* What to produce *
Quote the listing below in its entirety, omitting every image.
--- START Exercise material ---
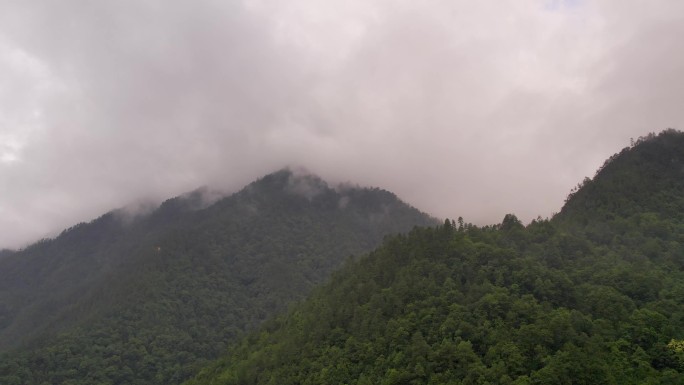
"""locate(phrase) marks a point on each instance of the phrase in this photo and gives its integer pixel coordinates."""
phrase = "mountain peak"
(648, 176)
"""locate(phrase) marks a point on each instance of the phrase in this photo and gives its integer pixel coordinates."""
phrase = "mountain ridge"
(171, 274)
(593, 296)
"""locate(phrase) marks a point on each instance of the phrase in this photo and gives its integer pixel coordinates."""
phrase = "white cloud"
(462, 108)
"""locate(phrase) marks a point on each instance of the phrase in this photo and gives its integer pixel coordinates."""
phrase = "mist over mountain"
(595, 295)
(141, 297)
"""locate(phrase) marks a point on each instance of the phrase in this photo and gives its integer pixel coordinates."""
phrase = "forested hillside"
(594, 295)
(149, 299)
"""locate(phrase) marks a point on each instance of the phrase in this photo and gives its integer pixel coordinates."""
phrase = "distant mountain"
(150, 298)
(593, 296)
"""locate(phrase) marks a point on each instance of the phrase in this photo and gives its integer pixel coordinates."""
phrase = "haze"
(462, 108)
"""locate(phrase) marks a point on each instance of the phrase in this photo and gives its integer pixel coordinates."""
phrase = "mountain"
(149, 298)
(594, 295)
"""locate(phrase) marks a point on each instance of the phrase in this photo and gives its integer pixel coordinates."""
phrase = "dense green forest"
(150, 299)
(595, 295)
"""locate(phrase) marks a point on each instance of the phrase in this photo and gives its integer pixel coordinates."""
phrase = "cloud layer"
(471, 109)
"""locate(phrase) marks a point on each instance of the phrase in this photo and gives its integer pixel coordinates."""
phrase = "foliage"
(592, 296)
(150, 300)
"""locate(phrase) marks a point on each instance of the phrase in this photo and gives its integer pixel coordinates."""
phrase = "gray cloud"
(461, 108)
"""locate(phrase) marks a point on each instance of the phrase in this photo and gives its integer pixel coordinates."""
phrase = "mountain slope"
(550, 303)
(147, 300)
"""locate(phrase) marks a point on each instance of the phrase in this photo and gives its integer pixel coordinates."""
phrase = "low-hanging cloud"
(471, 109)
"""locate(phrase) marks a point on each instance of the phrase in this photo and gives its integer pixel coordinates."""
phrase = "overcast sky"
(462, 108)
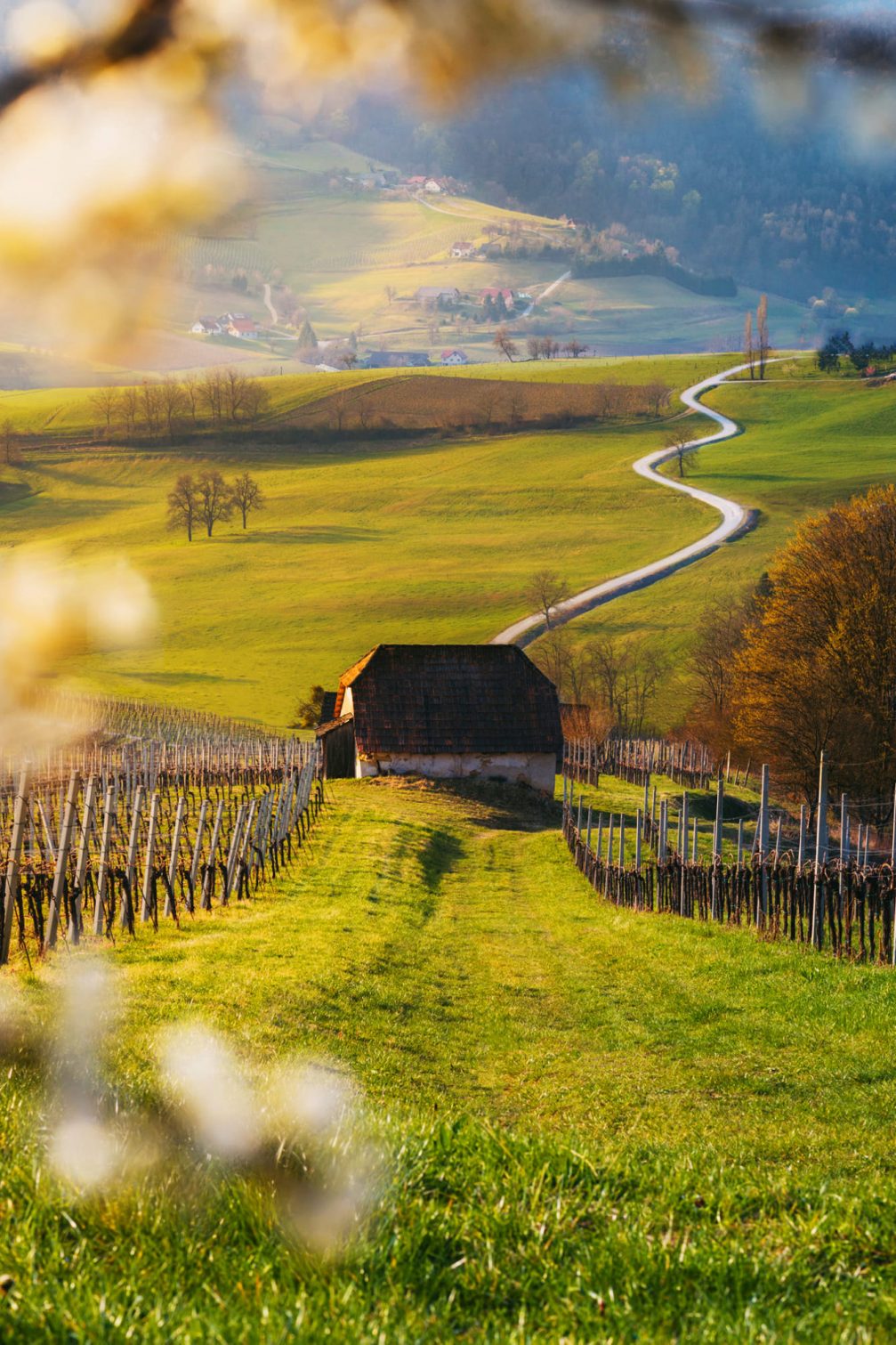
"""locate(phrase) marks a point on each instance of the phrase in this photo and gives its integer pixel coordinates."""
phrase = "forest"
--- END Exercise material ---
* Written response *
"""locate(phrase) marks a point on each instance of the phrase in this photo and gives its integer pixel coordinates."""
phrase = "mountain peak"
(648, 176)
"""locate(phrase) marks a point on each instance of the phrase in this photo and gives its integer pixel coordinates."""
phrase = "mountain ridge"
(171, 274)
(593, 296)
"""locate(phrase) marks a point on each instance of the phrase in this photo and gives its integer pixel coordinates."""
phrase = "white cloud"
(462, 108)
"""locate(phrase) marks a point on each instance of the phrase in this photo and gives its integer pixel coordinates."""
phrase = "mist over mountain"
(595, 295)
(141, 297)
"""locate(phrase) marks a point on each instance of the phrase in this photo and gives its integer pixel coordinates."""
phrase = "forested hillside"
(594, 295)
(149, 299)
"""locate(phrase) marks a point on each instance of the phrase in this photo and gives its integer pixel coordinates."""
phrase = "distant mountain"
(150, 298)
(593, 296)
"""locate(phrase) marks a point on each instance of the phrase in this photo and gives its integer pixel coordinates."""
phrase = "haze"
(462, 108)
"""locate(phrase) marks a point on each instance of the phrase in this photo and gives its integer pixel coordinates."""
phrase = "mountain"
(149, 298)
(594, 295)
"""locate(phrase) marks a point on each instance of the phrase in this photo and gives its integer pixel coordinates."""
phrase = "dense green forest"
(150, 299)
(595, 295)
"""locate(phrase) marks a point on each instance of the phrase in this photo and gives its integer pixel coordinates."""
phrase = "cloud layer"
(471, 109)
"""locate(phrase) marks a point on each instance of the phrase in this photo and gives its integer pixel coordinates."""
phrase = "foliage"
(592, 296)
(150, 300)
"""locate(phrase) marks a point on each instance of the phrase in this photo and gives its integer pixel coordinates."""
phrase = "gray cloud"
(461, 108)
"""locate(phrase) marks a point on each instance of the phrase in this photo and gives its integer pixel coordinates."""
phrase = "mountain slope"
(550, 303)
(147, 300)
"""locate(phrase) marks a point on each instance of the phrase in this photo and gives its integer pixel coordinates."""
phrase = "low-hanging cloud"
(471, 109)
"""locate(phrase) marks a point on each instance of the phrase in this photo and gives its integer pixel coordinates."""
phrase = "overcast sky"
(462, 108)
"""locate(phrase) marks a point on each instance of the phrase in this photo and gives its integer pixel coordinates."""
phrase = "forest"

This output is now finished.